SELECTED PASSAGE -
===
Last Friday Cincinnati Business Courier publisher Douglas Bolton wrote an interesting editorial piece that discussed the recent news about tenants at the Great American Tower at Queen City Square.

In the past I have said that the new office space is a plus for the downtown office market even if it filled up by shuffling existing office tenants around. The thought process was that some local companies would be able to upgrade their office space for a comparable price due to the additional supply in the market. The space left behind by those companies would then potentially be filled by a company looking to locate in the center city market, but previously could not afford to do so, or find enough contiguous space to fit their needs.

What makes Bolton’s editorial piece interesting is that he used it as an opportunity to throw down a challenge for Eagle Realty and other businesses who might be considering filling up the remaining 20 percent of office space inside the tower.

“I have a challenge to Western & Southern Financial Group CEO John Barrett, who marvelously brought to fruition at the end of last year a 20-year vision for the block at Sycamore and Third streets. The challenge extends to any other company located downtown considering moving to the remaining seven floors and 175,000 square feet of space available in what will be the city’s tallest building: Don’t do it.”

Bolton goes on to discuss the importance and opportunity of landing an out-of-market company for the remaining space, or bring a “marque” suburban company into the downtown market.

I was left thinking about something else during a recent conversation on the topic. Is the Queen City Square development a project meant to boost Cincinnati’s good ol’ boy network? Consider the following.

The Western & Southern-controlled Eagle Realty, who is developing Queen City Square, has had some recent troubles with other development projects – most notably the prominent Fifth & Race lot which has since had development rights taken from Eagle and transferred to Towne Properties.
===
INFORMATION SHOWN -

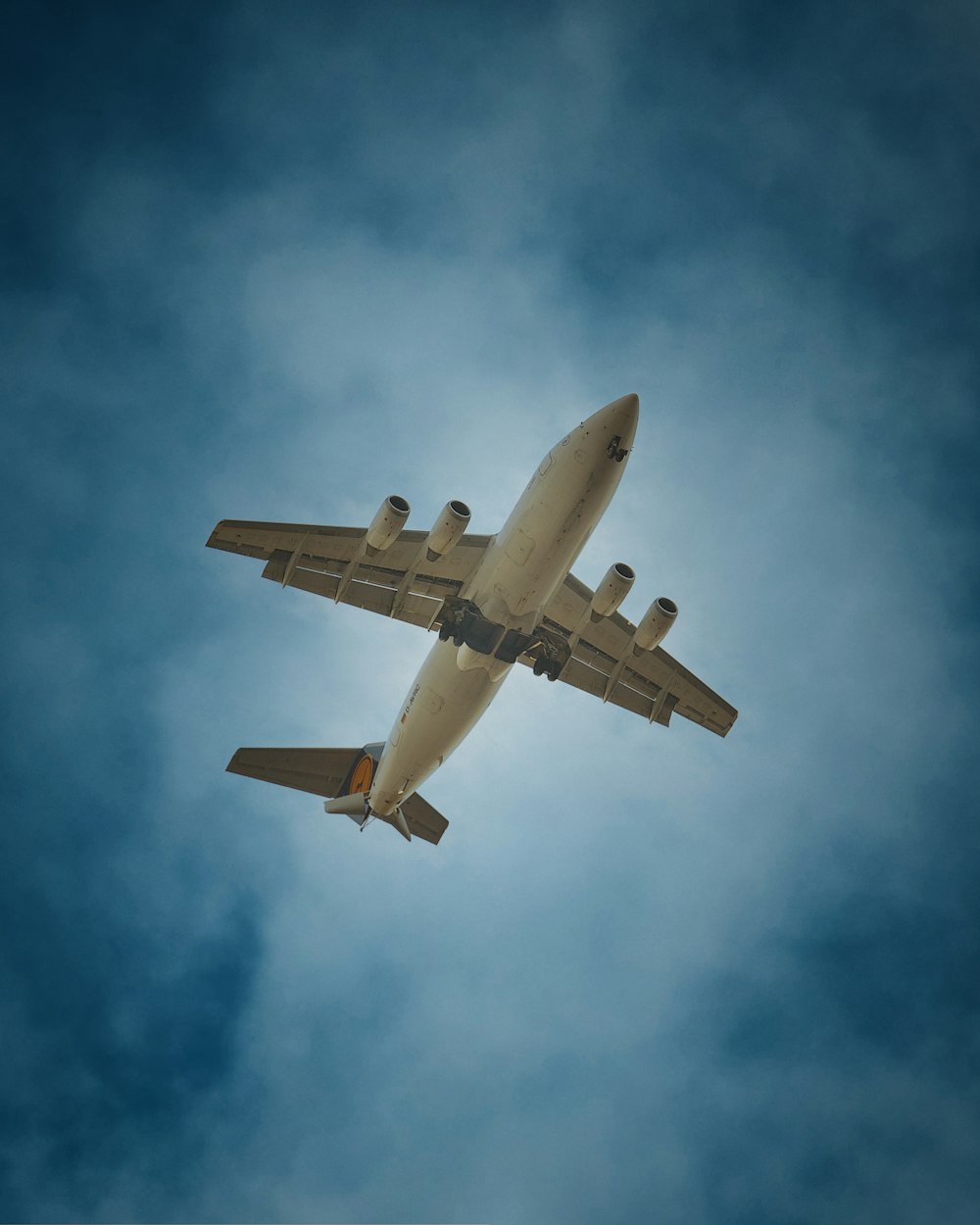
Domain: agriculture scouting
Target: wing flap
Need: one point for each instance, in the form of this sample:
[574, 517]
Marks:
===
JOBS -
1 > Transcribe the Queen City Square post starting at "I was left thinking" and ending at "Consider the following.".
2 > Render this sentence from the Queen City Square post in Spanish: "The thought process was that some local companies would be able to upgrade their office space for a comparable price due to the additional supply in the market."
3 > Decide whether each statement agrees with the Queen City Square post, answering yes or no and quoting the words that settle it. (a) Douglas Bolton's editorial appeared last Friday. (b) Development rights for the Fifth & Race lot were transferred to Eagle Realty. (c) The Great American Tower will be the city's tallest building.
The records are separate material and have no connection to the text.

OUTPUTS FOR THE TASKS -
1 >
I was left thinking about something else during a recent conversation on the topic. Is the Queen City Square development a project meant to boost Cincinnati’s good ol’ boy network? Consider the following.

2 > El razonamiento era que algunas empresas locales podrían mejorar sus espacios de oficina por un precio comparable gracias a la oferta adicional en el mercado.

3 >
(a) Yes: "Last Friday Cincinnati Business Courier publisher Douglas Bolton wrote an interesting editorial piece"
(b) No: "development rights taken from Eagle and transferred to Towne Properties"
(c) Yes: "what will be the city’s tallest building"